* WORK INSTRUCTIONS *
Please set down all the lines beneath this one exactly, without the pictures.

Pointing dataset records
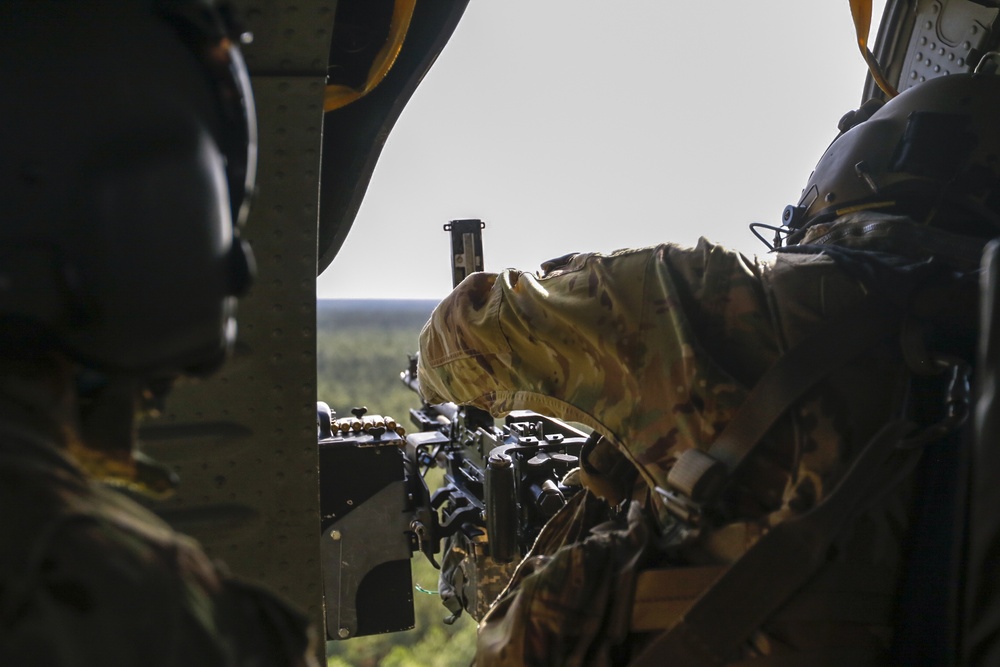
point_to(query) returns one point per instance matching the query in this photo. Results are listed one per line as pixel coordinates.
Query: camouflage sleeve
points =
(612, 341)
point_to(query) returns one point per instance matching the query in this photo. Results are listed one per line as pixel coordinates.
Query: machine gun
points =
(500, 485)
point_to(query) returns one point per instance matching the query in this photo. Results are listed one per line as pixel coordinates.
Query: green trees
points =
(361, 348)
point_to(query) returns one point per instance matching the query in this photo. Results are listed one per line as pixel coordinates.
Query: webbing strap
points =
(721, 620)
(811, 360)
(861, 12)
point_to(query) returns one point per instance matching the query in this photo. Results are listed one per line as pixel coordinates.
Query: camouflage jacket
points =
(656, 348)
(87, 577)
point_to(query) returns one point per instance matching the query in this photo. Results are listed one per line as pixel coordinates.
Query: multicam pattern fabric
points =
(655, 349)
(87, 577)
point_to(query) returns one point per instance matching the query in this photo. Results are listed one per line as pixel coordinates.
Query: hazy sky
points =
(582, 125)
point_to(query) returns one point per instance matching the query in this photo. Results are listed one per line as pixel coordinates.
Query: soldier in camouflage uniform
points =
(656, 349)
(128, 147)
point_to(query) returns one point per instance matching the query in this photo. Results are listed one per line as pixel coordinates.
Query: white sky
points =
(576, 125)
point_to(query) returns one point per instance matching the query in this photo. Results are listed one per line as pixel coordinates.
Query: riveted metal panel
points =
(244, 441)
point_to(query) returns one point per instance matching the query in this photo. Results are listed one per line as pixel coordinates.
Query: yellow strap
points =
(338, 96)
(861, 11)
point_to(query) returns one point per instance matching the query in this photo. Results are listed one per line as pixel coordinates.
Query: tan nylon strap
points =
(808, 362)
(663, 595)
(864, 594)
(721, 620)
(861, 12)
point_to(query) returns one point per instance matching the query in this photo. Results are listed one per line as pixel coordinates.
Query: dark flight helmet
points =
(127, 153)
(933, 149)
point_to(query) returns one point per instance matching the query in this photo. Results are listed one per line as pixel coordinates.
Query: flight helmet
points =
(932, 153)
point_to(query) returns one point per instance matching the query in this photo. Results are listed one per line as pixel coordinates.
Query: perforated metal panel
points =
(949, 37)
(244, 442)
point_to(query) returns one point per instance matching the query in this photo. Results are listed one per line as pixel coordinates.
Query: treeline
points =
(361, 348)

* OUTPUT OF THE EXERCISE *
point_to(query) returns one point per instance matching the query in this photo. Results are listed one per line as pixel coordinates.
Query: camouflage sleeve
points =
(612, 341)
point_to(query) returns one point per instance matching the query in this photo. Results are listed one per line as pixel coordinates.
Query: machine gun
points =
(500, 485)
point_to(query) returns one point per instance matching the query in this photo. Results are listed one per line as pixel coordinates.
Query: green trees
points =
(361, 348)
point_to(query) returns one point per instance matching the query in this photo. Results are listed one per line as pixel coordinates.
Query: webbing strap
points =
(721, 620)
(811, 360)
(861, 12)
point_to(query) returns one point per instance matching the query in this photo. Results are listed one per line as pixel coordinates.
Query: camouflage jacket
points =
(656, 348)
(87, 577)
point_to(query) returns one point per instance matching the query in this photo. Results are listed one per line as pixel coordinates.
Query: multicam pattern fabric
points =
(655, 349)
(87, 577)
point_to(query) returns one point per instance matching the query in this photo. Results are listed one per line as pixel coordinates.
Query: hazy sky
points =
(582, 125)
point_to(query) returns one point per instance matching the query in this photo. Results are listed one per line as pixel coordinates.
Query: soldier in camouflage uniform
points =
(656, 349)
(128, 147)
point_to(query) returns one point per instance matching the query in this photo. Results are listed one per line as pixel coordinates.
Query: white sky
points =
(576, 125)
point_to(query) returns one point per instance matching the query in this photo. Results are listed one per line as pixel coordinates.
Query: riveted metal panel
points =
(244, 441)
point_to(query) returns one point per instance matching the query in this photo. Results are listed one per line as pixel coordinates.
Query: yellow strap
points =
(338, 96)
(861, 11)
point_to(query) returns one point per instance matching the query in this photo. Results are listed one per line as pixel coordinates.
Query: tan nylon strap
points =
(808, 362)
(663, 595)
(864, 594)
(721, 620)
(861, 12)
point_to(query) returns one point per instance matching the query in this photo. Results are listed one per line as pixel coordinates.
Query: dark flight helmet
points =
(127, 153)
(933, 149)
point_to(query) returns one point per instance matching the query in this photo. Results are listed one per line as pixel coordinates.
Query: flight helmet
points =
(932, 153)
point_to(query) returns one point per instance matching the query in this photo. Results are listed one per line as pixel coordinates.
Query: perforated metal panel
points =
(949, 37)
(244, 442)
point_to(query) returns one point per instance matching the query in this photo. Results are listed one per line as pixel coordinates.
Query: treeline
points =
(361, 348)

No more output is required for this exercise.